- Opening Delimiter -

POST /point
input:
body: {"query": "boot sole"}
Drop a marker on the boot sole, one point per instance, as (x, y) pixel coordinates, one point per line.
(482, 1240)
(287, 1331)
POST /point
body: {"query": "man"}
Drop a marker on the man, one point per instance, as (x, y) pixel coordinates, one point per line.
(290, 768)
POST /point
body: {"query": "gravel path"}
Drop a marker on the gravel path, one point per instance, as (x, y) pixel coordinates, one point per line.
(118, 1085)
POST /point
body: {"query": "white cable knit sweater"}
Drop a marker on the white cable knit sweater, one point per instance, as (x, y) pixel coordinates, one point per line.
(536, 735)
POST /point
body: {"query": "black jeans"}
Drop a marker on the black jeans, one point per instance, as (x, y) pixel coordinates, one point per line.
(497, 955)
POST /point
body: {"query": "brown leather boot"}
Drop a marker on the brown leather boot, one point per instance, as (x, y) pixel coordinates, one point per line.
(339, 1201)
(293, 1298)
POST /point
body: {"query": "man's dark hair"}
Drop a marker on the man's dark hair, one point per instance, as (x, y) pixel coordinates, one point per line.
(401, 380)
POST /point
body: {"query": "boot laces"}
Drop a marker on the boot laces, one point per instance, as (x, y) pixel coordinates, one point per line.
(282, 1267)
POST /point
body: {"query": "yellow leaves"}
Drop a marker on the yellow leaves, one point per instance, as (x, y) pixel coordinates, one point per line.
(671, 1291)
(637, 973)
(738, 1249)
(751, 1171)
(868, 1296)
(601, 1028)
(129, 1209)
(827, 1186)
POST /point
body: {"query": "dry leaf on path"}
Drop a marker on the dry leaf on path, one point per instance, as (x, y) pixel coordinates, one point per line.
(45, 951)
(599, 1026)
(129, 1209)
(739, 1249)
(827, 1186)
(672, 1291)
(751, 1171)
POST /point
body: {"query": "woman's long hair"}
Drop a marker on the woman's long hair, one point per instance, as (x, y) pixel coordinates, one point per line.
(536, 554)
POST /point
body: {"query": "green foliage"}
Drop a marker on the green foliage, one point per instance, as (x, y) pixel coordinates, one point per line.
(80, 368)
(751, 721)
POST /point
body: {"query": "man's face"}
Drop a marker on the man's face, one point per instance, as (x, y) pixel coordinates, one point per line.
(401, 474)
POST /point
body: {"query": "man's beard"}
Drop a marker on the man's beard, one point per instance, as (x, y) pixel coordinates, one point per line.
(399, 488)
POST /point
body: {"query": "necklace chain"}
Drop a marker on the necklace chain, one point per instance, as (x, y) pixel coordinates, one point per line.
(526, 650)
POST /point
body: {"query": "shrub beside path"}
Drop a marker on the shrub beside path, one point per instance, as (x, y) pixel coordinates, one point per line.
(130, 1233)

- Closing Delimiter -

The output is every entry, printed exactly as it reads.

Your response
POST /point
input:
body: {"query": "boot sole"}
Drop a marker on the boot sole, one point per instance, as (x, y) pixel coordinates, one point per line.
(482, 1240)
(287, 1331)
POST /point
body: {"query": "man"}
Drop a marker on the man, one point per instance, as (x, y) pixel coordinates, one point per line.
(290, 768)
POST /point
body: {"query": "gravel path"}
Drop a marker on the gravel path, one point per instance, as (x, y) pixel coordinates, one point per line.
(118, 1085)
POST /point
body: {"query": "white cable knit sweater"}
Drop a marker on the white cable knit sweater, one point per instance, as (x, y) pixel coordinates, one point per line.
(536, 735)
POST /point
body: {"query": "black jeans"}
Drop a marker on the black jeans, one point per instance, as (x, y) pixel coordinates, one point per line.
(497, 955)
POST /point
body: {"query": "brown leather boot"}
Drop a marker on the brown leather boot, one point per instance, as (x, y) pixel coordinates, one point per line.
(339, 1201)
(293, 1298)
POST /point
body: {"query": "man's dark hair"}
Drop a marker on the man's dark hair, one point per instance, as (x, y) pixel coordinates, one point per line.
(401, 380)
POST /point
body: {"query": "boot laces"}
Drop a marker on the boot laces, one point per instance, as (x, y) pixel coordinates, one point per line.
(282, 1267)
POST /point
body: {"query": "yellow leaves"}
Drop a marker on the yellow leaves, one point per instance, as (x, y) pixel coordinates, one point per line.
(671, 1291)
(637, 973)
(738, 1249)
(751, 1171)
(868, 1296)
(601, 1028)
(129, 1209)
(827, 1186)
POST /point
body: {"query": "dry leaf on path"}
Drop a marker on the dry leaf on path, one point per instance, as (x, y) pixel coordinates, one point per line.
(45, 951)
(599, 1026)
(129, 1209)
(739, 1249)
(827, 1186)
(672, 1291)
(751, 1171)
POST /point
body: {"query": "woman's long hair"}
Drop a marker on the woman's long hair, one point per instance, as (x, y) pixel coordinates, one point per line.
(536, 554)
POST /point
body: {"query": "green foliage"}
Drop a marker on the green foliage, one point per instance, as (x, y) pixel coordinates, one point per line.
(80, 368)
(751, 721)
POST /point
body: {"query": "man's face"}
Drop a marker on the man's face, one point per instance, as (x, y) pixel coordinates, one point per line.
(401, 474)
POST /point
body: {"query": "man's beard"}
Drop a marker on the man's beard, one point per instance, as (x, y) pixel coordinates, one point per line.
(399, 488)
POST /point
body: {"query": "necklace chain"}
Drop a marker on the necklace chain, one point per instance, as (x, y) pixel coordinates, one point per line.
(526, 650)
POST /point
body: {"query": "shrub beside path"}
Drop a marker on the shrub beside path, one point per instance, as (x, y) pixel coordinates, one point per line.
(130, 1233)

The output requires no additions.